**SET EXERCISE**
Reproduce word for word everything in the entries below from the line containing "form: [[401, 369]]." down to the line containing "[[359, 216]]", including both of those lines.

**INFORMATION PROVIDED**

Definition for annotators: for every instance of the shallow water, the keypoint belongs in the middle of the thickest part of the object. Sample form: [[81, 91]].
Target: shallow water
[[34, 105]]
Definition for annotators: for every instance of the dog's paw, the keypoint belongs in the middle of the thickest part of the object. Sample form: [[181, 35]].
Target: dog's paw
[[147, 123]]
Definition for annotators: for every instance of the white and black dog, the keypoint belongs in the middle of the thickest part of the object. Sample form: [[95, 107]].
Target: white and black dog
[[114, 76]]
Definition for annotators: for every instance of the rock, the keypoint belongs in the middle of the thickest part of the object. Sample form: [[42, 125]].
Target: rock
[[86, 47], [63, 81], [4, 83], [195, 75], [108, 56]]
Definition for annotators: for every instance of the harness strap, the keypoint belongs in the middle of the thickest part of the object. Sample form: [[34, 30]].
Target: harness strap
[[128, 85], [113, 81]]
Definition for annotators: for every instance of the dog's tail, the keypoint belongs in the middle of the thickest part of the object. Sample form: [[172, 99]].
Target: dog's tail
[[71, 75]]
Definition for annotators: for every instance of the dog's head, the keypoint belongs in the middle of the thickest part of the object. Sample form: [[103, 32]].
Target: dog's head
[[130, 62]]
...
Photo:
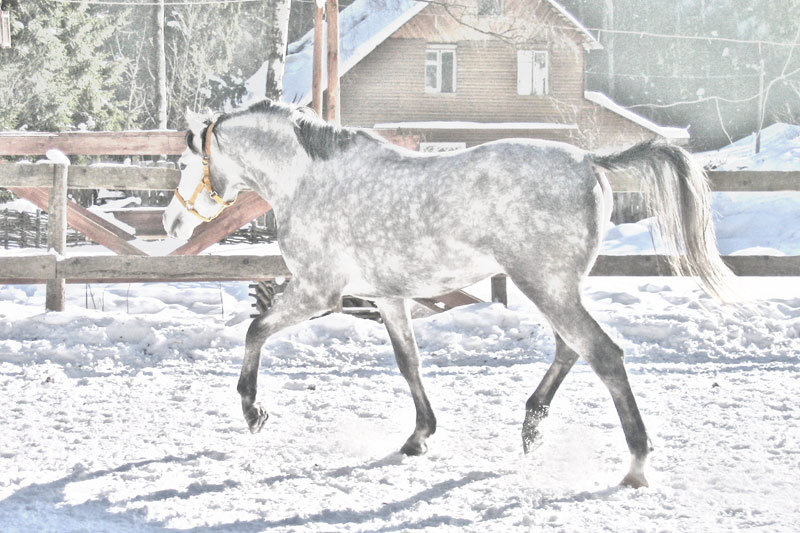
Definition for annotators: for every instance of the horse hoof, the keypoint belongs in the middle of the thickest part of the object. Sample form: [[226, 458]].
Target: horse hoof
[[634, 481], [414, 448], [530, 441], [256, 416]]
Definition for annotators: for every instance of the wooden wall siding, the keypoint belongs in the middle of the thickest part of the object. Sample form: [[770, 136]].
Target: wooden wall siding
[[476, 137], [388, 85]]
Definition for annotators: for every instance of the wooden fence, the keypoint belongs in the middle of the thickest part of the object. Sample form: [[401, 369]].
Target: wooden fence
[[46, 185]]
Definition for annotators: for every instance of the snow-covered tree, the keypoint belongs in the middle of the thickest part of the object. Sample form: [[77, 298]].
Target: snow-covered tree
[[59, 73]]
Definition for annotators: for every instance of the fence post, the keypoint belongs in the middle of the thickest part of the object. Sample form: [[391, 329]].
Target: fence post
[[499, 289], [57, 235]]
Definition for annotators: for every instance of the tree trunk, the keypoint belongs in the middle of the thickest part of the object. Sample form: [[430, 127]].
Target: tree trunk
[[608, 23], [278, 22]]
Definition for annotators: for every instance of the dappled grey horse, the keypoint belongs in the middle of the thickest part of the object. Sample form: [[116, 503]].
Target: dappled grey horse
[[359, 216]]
==
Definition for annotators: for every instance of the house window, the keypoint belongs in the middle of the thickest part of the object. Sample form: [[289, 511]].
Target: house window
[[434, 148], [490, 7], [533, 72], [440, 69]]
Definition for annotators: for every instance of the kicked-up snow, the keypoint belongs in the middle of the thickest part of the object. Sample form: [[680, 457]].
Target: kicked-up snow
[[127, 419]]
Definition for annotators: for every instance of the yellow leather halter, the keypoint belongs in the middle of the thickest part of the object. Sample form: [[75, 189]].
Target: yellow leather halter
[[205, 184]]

**CORRECT ANSWER**
Definition for annotators: for every instance of the wooden fence, the keypoint belongs in the middle of the thickest part of the object. Sample form: [[401, 369]].
Target: wooden fence
[[46, 185]]
Definition for annotators: for every instance of the snow-covered tree, the keypoint belongs in the middle of the thickest part of the object. Sample form: [[77, 298]].
Target: snow-covered tree
[[59, 73]]
Definition for annotators: for every instance of the fence post, the keypoint belongs in the middle of the thickest part of the object. Sample form: [[391, 329]].
Target: fence post
[[499, 289], [57, 235]]
Definition for annotators: for every instance of the tree trunk, the keypoint belongs in the middle of the thickest part of the object. Sample form: [[430, 127]].
Target: tree trunk
[[608, 23], [278, 22]]
Definition for annotators: for every instance of the dappled grey horse, the keypoint belongs in the middle of the thickest part of the object. Sample form: [[116, 503]].
Target: dappled grey horse
[[359, 216]]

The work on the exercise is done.